▶ WRITTEN PROBLEM: Set out every line of the records below as a numbered list, omitting any blank lines.

Dataset excerpt:
####

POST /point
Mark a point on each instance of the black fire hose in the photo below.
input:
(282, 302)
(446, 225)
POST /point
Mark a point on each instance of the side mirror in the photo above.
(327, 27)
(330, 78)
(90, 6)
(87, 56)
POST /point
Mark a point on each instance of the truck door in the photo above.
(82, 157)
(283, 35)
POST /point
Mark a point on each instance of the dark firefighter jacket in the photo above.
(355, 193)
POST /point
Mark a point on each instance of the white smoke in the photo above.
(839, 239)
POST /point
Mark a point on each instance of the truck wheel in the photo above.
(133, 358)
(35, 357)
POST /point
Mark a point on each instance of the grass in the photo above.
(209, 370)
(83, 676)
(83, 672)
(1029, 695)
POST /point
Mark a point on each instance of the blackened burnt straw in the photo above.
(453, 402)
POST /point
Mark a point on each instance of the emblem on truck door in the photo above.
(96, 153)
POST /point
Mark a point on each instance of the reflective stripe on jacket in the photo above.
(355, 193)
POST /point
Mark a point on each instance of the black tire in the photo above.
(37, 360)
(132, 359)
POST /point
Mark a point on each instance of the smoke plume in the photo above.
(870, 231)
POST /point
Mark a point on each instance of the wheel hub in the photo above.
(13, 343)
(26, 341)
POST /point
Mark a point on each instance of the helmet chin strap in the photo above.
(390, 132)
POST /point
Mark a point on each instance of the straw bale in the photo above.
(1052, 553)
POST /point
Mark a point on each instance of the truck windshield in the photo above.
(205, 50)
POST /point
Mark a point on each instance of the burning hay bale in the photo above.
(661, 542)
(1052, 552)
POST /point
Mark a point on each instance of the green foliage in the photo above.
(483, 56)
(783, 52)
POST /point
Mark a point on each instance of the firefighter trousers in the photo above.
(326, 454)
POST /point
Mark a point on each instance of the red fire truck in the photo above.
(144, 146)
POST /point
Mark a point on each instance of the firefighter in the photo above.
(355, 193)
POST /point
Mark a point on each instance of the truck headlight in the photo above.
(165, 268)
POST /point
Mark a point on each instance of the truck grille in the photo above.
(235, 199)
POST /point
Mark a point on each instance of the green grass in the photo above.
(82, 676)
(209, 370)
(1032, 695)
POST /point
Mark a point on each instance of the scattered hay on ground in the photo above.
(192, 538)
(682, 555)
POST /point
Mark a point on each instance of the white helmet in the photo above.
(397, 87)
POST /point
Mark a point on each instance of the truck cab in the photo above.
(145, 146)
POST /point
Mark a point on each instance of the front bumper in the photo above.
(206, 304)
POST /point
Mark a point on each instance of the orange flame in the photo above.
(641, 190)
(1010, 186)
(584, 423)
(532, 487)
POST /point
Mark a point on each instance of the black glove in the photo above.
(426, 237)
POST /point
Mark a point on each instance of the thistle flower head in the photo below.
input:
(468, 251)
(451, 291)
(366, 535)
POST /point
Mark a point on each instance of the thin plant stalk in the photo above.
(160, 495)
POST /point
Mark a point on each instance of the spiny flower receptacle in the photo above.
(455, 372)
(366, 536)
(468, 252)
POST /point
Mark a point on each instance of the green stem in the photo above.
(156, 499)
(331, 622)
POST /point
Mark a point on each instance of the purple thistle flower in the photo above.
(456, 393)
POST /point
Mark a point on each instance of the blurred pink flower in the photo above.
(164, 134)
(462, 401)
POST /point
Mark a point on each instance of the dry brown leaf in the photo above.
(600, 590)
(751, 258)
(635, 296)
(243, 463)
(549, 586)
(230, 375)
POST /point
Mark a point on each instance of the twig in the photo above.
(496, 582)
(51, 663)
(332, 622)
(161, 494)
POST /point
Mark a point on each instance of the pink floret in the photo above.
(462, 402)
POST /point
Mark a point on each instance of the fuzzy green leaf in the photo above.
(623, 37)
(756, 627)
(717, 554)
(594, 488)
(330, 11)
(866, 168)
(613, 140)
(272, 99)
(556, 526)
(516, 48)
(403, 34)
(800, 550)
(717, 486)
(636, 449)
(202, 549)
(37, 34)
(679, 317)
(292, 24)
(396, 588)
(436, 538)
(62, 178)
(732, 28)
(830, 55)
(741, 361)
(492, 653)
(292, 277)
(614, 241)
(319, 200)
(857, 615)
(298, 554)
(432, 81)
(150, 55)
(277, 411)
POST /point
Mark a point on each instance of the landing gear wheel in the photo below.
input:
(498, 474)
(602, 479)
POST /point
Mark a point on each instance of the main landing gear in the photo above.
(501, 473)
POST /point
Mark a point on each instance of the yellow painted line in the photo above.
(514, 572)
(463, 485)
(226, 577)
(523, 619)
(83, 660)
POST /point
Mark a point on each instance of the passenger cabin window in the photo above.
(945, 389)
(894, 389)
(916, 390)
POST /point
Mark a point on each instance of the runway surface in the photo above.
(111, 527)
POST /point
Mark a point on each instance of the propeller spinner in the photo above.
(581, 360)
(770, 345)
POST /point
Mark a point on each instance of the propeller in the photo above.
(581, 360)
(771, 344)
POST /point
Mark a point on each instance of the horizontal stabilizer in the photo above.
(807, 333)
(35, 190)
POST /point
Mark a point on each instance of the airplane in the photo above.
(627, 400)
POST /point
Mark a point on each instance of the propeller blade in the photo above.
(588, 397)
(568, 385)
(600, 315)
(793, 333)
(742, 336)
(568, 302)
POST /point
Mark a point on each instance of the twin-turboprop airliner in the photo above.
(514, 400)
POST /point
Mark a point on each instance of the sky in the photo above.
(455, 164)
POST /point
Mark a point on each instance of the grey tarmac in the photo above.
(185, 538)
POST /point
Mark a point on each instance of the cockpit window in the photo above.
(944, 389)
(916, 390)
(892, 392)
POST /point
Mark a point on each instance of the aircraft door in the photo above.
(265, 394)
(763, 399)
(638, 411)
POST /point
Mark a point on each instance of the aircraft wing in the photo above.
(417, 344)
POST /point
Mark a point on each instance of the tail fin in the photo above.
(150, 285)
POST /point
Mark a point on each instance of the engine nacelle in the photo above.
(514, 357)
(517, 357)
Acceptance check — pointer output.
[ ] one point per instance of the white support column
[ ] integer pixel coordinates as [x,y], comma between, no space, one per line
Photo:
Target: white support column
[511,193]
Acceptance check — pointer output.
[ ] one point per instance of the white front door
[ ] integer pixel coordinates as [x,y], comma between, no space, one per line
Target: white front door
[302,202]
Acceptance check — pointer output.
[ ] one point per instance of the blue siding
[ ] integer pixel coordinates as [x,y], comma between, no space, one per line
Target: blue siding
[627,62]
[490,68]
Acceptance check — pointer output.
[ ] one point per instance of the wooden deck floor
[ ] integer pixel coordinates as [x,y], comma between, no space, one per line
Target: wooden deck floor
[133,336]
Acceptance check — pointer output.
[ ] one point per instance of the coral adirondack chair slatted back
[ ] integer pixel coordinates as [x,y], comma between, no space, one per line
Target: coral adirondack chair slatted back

####

▶ FINISHED TASK:
1. POST /point
2. Mark a point on each instance of the black fire hose in the photo below.
3. input:
4. (282, 302)
5. (446, 225)
6. POST /point
7. Mark a point on each instance of the side mirror in the photo above.
8. (327, 27)
9. (330, 78)
10. (90, 6)
11. (87, 56)
12. POST /point
13. Mark a point on each instance of the truck door in the photo above.
14. (82, 157)
15. (283, 35)
16. POST /point
17. Mark a point on each instance of the dark firefighter jacket in the photo above.
18. (355, 193)
19. POST /point
20. Mark a point on each instance of the white smoke in the photo above.
21. (839, 239)
22. POST /point
23. Mark a point on each instance of the truck wheel in the photo above.
24. (133, 358)
25. (35, 357)
26. POST /point
27. Mark a point on each instance of the grass in the photo above.
28. (209, 370)
29. (83, 676)
30. (83, 672)
31. (1029, 695)
32. POST /point
33. Mark a point on each instance of the blackened burnt straw in the photo above.
34. (453, 402)
35. POST /point
36. Mark a point on each instance of the emblem on truck door in the photo above.
37. (96, 153)
38. POST /point
39. Mark a point on each instance of the reflective stripe on jacket in the photo above.
40. (355, 193)
41. POST /point
42. Mark a point on each instance of the black tire in the photo above.
43. (37, 360)
44. (132, 359)
45. POST /point
46. Mark a point on each instance of the smoke plume in the photo above.
47. (870, 231)
48. POST /point
49. Mark a point on each instance of the wheel hub in the photo above.
50. (13, 343)
51. (26, 341)
52. POST /point
53. Mark a point on each instance of the helmet chin strap in the photo above.
54. (390, 132)
55. POST /point
56. Mark a point on each instance of the straw bale in the photo above.
57. (1052, 553)
58. POST /point
59. Mark a point on each instance of the truck windshield in the photo above.
60. (205, 50)
61. POST /point
62. Mark a point on each instance of the burning hay bale in the photo above.
63. (661, 542)
64. (1052, 552)
65. POST /point
66. Mark a point on each instance of the green foliage in the photo above.
67. (483, 56)
68. (783, 52)
69. POST /point
70. Mark a point on each instance of the firefighter trousers in the photo above.
71. (326, 454)
72. POST /point
73. Mark a point on each instance of the red fire truck in the photo above.
74. (144, 146)
75. POST /point
76. Mark a point on each instance of the firefighter in the photo above.
77. (355, 193)
78. POST /point
79. Mark a point on each instance of the truck headlight in the photo above.
80. (165, 268)
81. POST /point
82. Mark a point on each instance of the truck grille in the photo above.
83. (235, 199)
84. POST /point
85. Mark a point on each instance of the green grass in the photo above.
86. (82, 676)
87. (209, 370)
88. (1032, 695)
89. POST /point
90. Mark a point on each instance of the scattered hay on ground in the photo above.
91. (192, 538)
92. (682, 555)
93. POST /point
94. Mark a point on each instance of the white helmet in the photo above.
95. (397, 87)
96. POST /point
97. Mark a point on each instance of the truck cab in the photo above.
98. (145, 146)
99. POST /point
100. Mark a point on each instance of the front bumper in the photo above.
101. (206, 304)
102. POST /point
103. Mark a point on each instance of the orange flame in the photo above.
104. (641, 190)
105. (1010, 186)
106. (584, 423)
107. (532, 487)
108. POST /point
109. Mark a point on each instance of the black glove in the photo above.
110. (426, 237)
111. POST /point
112. Mark a point on each instance of the thistle flower head in the photo below.
113. input:
114. (468, 251)
115. (451, 291)
116. (366, 535)
117. POST /point
118. Mark a point on each instance of the thin plant stalk in the photo above.
119. (160, 495)
120. POST /point
121. Mark a point on each instance of the spiny flower receptacle in the photo above.
122. (455, 372)
123. (366, 536)
124. (468, 252)
125. POST /point
126. Mark a point on each instance of the green stem in the photo above.
127. (156, 499)
128. (331, 622)
129. POST /point
130. Mark a point on each instance of the purple thistle flower in the photo above.
131. (456, 393)
132. POST /point
133. Mark a point on each instance of the blurred pink flower in the photo above.
134. (164, 134)
135. (462, 401)
136. POST /point
137. Mark a point on each instance of the dry brown leaf in the photo above.
138. (600, 590)
139. (751, 258)
140. (635, 296)
141. (243, 463)
142. (549, 586)
143. (230, 375)
144. POST /point
145. Mark a point on each instance of the twig in the photo above.
146. (496, 582)
147. (51, 663)
148. (332, 622)
149. (161, 494)
150. POST /point
151. Mark a point on each instance of the pink floret in the photo above.
152. (462, 402)
153. POST /point
154. Mark a point on each instance of the fuzzy green leaf in the photo above.
155. (623, 37)
156. (756, 627)
157. (717, 554)
158. (594, 488)
159. (330, 11)
160. (866, 168)
161. (613, 140)
162. (272, 99)
163. (556, 526)
164. (516, 48)
165. (403, 34)
166. (800, 550)
167. (717, 486)
168. (636, 449)
169. (202, 549)
170. (37, 34)
171. (679, 317)
172. (292, 24)
173. (396, 588)
174. (436, 538)
175. (62, 178)
176. (732, 28)
177. (830, 55)
178. (741, 361)
179. (492, 653)
180. (292, 277)
181. (614, 241)
182. (319, 200)
183. (857, 615)
184. (298, 554)
185. (432, 81)
186. (150, 55)
187. (277, 411)
188. POST /point
189. Mark a point on each instance of the landing gear wheel in the photo below.
190. input:
191. (498, 474)
192. (602, 479)
193. POST /point
194. Mark a point on each instance of the main landing gear in the photo above.
195. (501, 473)
196. POST /point
197. Mark a point on each instance of the yellow painted line in the photo above.
198. (514, 572)
199. (463, 485)
200. (226, 577)
201. (523, 619)
202. (83, 660)
203. POST /point
204. Mark a point on each instance of the passenger cabin window in the photo above.
205. (945, 389)
206. (894, 389)
207. (916, 390)
208. POST /point
209. Mark a point on each instance of the runway surface in the photo above.
210. (111, 527)
211. POST /point
212. Mark a point on each instance of the propeller spinner in the photo above.
213. (581, 360)
214. (770, 345)
215. POST /point
216. Mark a point on each instance of the propeller in the photo above.
217. (581, 360)
218. (771, 344)
219. POST /point
220. Mark a point on each instance of the horizontal stabilizer in the photo above.
221. (807, 333)
222. (35, 190)
223. POST /point
224. Mark a point on each instance of the airplane in the photo above.
225. (627, 400)
226. POST /point
227. Mark a point on each instance of the propeller blade in the photo above.
228. (588, 397)
229. (568, 385)
230. (600, 315)
231. (793, 333)
232. (742, 336)
233. (568, 302)
234. POST /point
235. Mark a point on each instance of the twin-turboprop airliner in the photo above.
236. (514, 400)
237. POST /point
238. Mark a point on each instance of the sky in the photo above.
239. (455, 164)
240. POST /point
241. Mark a point on each instance of the grey tarmac in the photo above.
242. (185, 538)
243. POST /point
244. Mark a point on each instance of the cockpit window in the photo above.
245. (944, 389)
246. (916, 390)
247. (892, 392)
248. POST /point
249. Mark a point on each instance of the aircraft door in the photo above.
250. (265, 394)
251. (763, 399)
252. (638, 411)
253. POST /point
254. Mark a point on each instance of the aircraft wing in the photo above.
255. (417, 344)
256. POST /point
257. Mark a point on each instance of the tail fin in the photo above.
258. (150, 285)
259. POST /point
260. Mark a point on each instance of the engine nacelle in the photo above.
261. (514, 357)
262. (517, 357)
263. Acceptance check — pointer output.
264. [ ] one point per instance of the white support column
265. [ ] integer pixel coordinates as [x,y], comma between, no space, one per line
266. Photo:
267. Target: white support column
268. [511,193]
269. Acceptance check — pointer output.
270. [ ] one point per instance of the white front door
271. [ ] integer pixel coordinates as [x,y], comma between, no space, one per line
272. Target: white front door
273. [302,202]
274. Acceptance check — pointer output.
275. [ ] one point per instance of the blue siding
276. [ ] integer pixel coordinates as [x,y], comma between, no space, one per line
277. Target: blue siding
278. [627,62]
279. [490,68]
280. Acceptance check — pointer output.
281. [ ] one point per instance of the wooden deck floor
282. [ ] integer pixel coordinates as [x,y], comma between, no space, one per line
283. Target: wooden deck floor
284. [133,336]
285. Acceptance check — pointer output.
286. [ ] one point per instance of the coral adirondack chair slatted back
287. [ ] integer pixel coordinates as [x,y], comma between, no space, one per line
288. Target: coral adirondack chair slatted back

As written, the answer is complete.